Problem to work on: Can you reproduce the lines from the one containing "point: dirt field" through the end of the records, both ends included, swapping "orange glow" for "amber glow" and changing nothing else?

Provided information:
# # # # # # #

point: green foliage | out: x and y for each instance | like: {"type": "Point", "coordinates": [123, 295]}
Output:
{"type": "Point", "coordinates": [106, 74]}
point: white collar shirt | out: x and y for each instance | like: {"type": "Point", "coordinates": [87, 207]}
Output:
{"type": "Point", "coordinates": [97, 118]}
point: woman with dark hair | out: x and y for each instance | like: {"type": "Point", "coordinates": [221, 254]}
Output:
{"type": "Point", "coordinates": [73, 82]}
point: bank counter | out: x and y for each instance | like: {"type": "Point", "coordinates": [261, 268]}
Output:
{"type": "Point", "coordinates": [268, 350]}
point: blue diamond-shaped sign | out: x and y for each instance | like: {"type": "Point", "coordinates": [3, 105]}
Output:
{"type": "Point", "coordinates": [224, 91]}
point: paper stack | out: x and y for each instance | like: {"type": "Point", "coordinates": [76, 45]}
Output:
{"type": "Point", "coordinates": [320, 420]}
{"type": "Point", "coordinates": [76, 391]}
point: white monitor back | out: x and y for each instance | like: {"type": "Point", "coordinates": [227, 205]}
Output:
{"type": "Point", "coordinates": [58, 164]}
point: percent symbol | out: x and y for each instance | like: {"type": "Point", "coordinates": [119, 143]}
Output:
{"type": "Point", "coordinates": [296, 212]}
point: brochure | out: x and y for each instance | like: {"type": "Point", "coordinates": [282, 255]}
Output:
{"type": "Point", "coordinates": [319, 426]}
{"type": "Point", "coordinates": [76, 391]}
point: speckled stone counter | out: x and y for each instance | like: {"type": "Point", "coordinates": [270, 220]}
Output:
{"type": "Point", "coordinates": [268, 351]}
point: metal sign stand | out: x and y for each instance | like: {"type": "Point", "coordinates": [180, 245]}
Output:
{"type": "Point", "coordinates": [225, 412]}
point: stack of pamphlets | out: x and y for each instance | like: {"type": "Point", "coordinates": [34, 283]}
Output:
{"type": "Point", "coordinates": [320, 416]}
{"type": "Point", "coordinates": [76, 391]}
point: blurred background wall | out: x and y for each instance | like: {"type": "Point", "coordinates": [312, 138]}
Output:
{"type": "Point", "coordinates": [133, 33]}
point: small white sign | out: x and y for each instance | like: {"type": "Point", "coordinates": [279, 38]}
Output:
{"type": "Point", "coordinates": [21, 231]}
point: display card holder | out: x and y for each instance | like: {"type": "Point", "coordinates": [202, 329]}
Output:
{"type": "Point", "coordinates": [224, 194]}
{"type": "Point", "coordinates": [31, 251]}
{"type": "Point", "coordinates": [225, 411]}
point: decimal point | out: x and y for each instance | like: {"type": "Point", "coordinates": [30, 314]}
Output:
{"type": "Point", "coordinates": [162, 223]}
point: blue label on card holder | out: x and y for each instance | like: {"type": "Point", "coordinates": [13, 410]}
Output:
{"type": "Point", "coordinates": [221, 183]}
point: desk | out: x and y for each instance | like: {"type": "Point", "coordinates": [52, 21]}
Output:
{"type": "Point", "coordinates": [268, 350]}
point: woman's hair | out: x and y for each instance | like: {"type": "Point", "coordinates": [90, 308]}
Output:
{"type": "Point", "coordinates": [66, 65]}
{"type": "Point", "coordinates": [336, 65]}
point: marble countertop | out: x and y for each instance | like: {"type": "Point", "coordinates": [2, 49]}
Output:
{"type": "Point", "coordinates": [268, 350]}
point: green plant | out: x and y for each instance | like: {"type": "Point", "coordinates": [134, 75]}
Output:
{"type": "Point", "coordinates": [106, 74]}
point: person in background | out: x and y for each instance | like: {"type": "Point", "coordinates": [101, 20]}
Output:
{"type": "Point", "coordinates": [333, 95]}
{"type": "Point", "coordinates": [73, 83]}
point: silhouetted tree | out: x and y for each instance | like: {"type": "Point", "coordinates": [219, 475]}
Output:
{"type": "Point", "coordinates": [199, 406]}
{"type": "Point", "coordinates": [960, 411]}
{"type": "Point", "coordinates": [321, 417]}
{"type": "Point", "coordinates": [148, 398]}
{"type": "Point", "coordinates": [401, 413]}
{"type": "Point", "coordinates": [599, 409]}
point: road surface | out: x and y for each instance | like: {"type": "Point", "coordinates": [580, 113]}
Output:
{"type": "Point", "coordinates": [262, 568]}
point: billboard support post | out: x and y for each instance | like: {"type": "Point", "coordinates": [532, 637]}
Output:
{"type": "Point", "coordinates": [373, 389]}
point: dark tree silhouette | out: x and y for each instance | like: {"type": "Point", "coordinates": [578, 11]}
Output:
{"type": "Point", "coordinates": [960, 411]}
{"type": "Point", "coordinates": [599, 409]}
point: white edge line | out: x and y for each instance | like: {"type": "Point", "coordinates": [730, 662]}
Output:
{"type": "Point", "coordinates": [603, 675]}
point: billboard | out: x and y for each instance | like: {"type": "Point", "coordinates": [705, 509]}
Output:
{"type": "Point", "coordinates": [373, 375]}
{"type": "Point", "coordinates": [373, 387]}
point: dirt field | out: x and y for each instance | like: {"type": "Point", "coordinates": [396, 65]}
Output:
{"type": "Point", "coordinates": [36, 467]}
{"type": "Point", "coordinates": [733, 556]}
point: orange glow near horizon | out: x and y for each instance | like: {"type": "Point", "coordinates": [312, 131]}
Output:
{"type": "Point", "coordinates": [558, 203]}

# # # # # # #

Task answer:
point: dirt field | out: x and y for each instance | like: {"type": "Point", "coordinates": [396, 65]}
Output:
{"type": "Point", "coordinates": [36, 467]}
{"type": "Point", "coordinates": [733, 556]}
point: amber glow near horizon | out: x and y for each instance | like: {"type": "Point", "coordinates": [312, 131]}
Output:
{"type": "Point", "coordinates": [558, 203]}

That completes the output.